→ **Objective 1**
Do these statements agree with the advice list? (a) The advice list says it is better to take a job you want at less pay than one you don't want for more. (b) The writer and the writer's wife built their house when they were about fifty. (c) The advice list calls prestige underrated. Answer yes or no for each, quoting the words of the advice list that decide it.
→ **Objective 2**
Change "foreign land" to "distant country" in the advice list and write out the passage starting at "4. Travel while" and ending at "or enjoy it.".
→ **Objective 3**
In the advice list, what is money compared to?

→ **Quoted passage**
↓↓↓

So here are a few of my own recipes for avoiding this kind of discouragement. They may or may not apply to you. Only you can decide.
1. It’s better to take a job you want at less pay than a job you don’t want for more pay. But you can learn from any job.
2. It’s okay to suffer intense temporary discomforts in order to reach a longer-range goal. But make sure it is only temporary.
3. Debts can be chains, best used when they can haul you to new heights, rather than entangle your legs. It’s the same with possessions. “Man doesn’t possess possessions: they possess us”.
4. Travel while you are young, and still are free of responsibilities. See what a big, broad, beautiful land we have here, then maybe a foreign land or two. See that there are honest, hard-working people in every corner of the globe, all quite certain that their own way of living, their local geography, their music, etc. is most beautiful.
5. Keep your health. It’s easy while you are young. But our fine, tempting, modern civilization can erode it easily too. Many a man or woman has finally worked himself into a position where he could do something, and then found he no longer had the health to do it or enjoy it.
5½. In view of the fact that good health and energy don’t last forever, it’s worth doing some things earlier than later. When my wife and I were about thirty and very broke, we built own our house, inch by inch, on a mountainside. Glad we did; doubt we’d have energy enough to do it now. And I’ve known too many people who put off such projects “until we have the money” or “until we have the time” – and if they eventually did get the money or the time, they no longer had the energy.
6. A happy sex life may take years to achieve, but it’s worth it in the long run. Worth the time, the thought – or rather, the thoughtfulness – and, often, the waiting.
7. A few short ones: Prestige is much overrated. The celebrity business is for the birds. Respectability is nice, but consider: whom do you most want to respect you? Money is like air or water. You need a certain amount to live. Beyond that, who wants to be a dog in the manger?

↑↑↑

[Object position labeling entries]
↓↓↓

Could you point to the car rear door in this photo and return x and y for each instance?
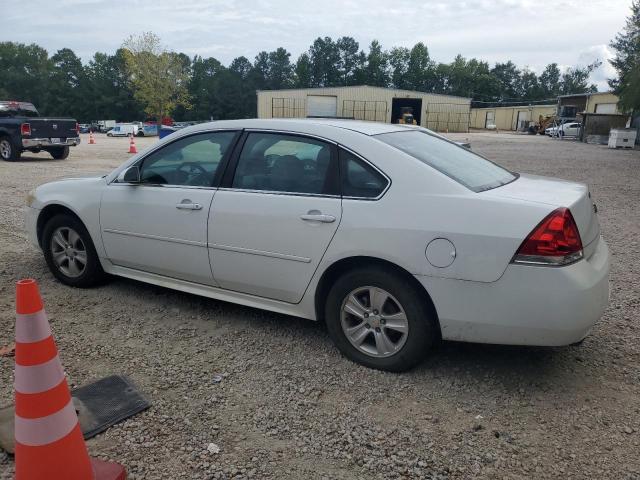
(160, 225)
(275, 214)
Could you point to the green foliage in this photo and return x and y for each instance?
(627, 61)
(159, 77)
(143, 80)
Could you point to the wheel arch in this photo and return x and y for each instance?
(338, 268)
(48, 213)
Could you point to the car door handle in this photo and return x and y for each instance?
(318, 217)
(189, 206)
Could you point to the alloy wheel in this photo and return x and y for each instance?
(374, 321)
(68, 251)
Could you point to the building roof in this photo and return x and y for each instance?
(589, 94)
(345, 87)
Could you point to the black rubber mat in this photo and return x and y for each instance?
(107, 402)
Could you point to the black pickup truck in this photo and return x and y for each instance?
(22, 129)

↑↑↑

→ **Correct output 1**
(a) Yes: "It’s better to take a job you want at less pay than a job you don’t want for more pay."
(b) No: "When my wife and I were about thirty and very broke, we built own our house"
(c) No: "Prestige is much overrated."

→ **Correct output 2**
4. Travel while you are young, and still are free of responsibilities. See what a big, broad, beautiful land we have here, then maybe a distant country or two. See that there are honest, hard-working people in every corner of the globe, all quite certain that their own way of living, their local geography, their music, etc. is most beautiful.
5. Keep your health. It’s easy while you are young. But our fine, tempting, modern civilization can erode it easily too. Many a man or woman has finally worked himself into a position where he could do something, and then found he no longer had the health to do it or enjoy it.

→ **Correct output 3**
Air or water.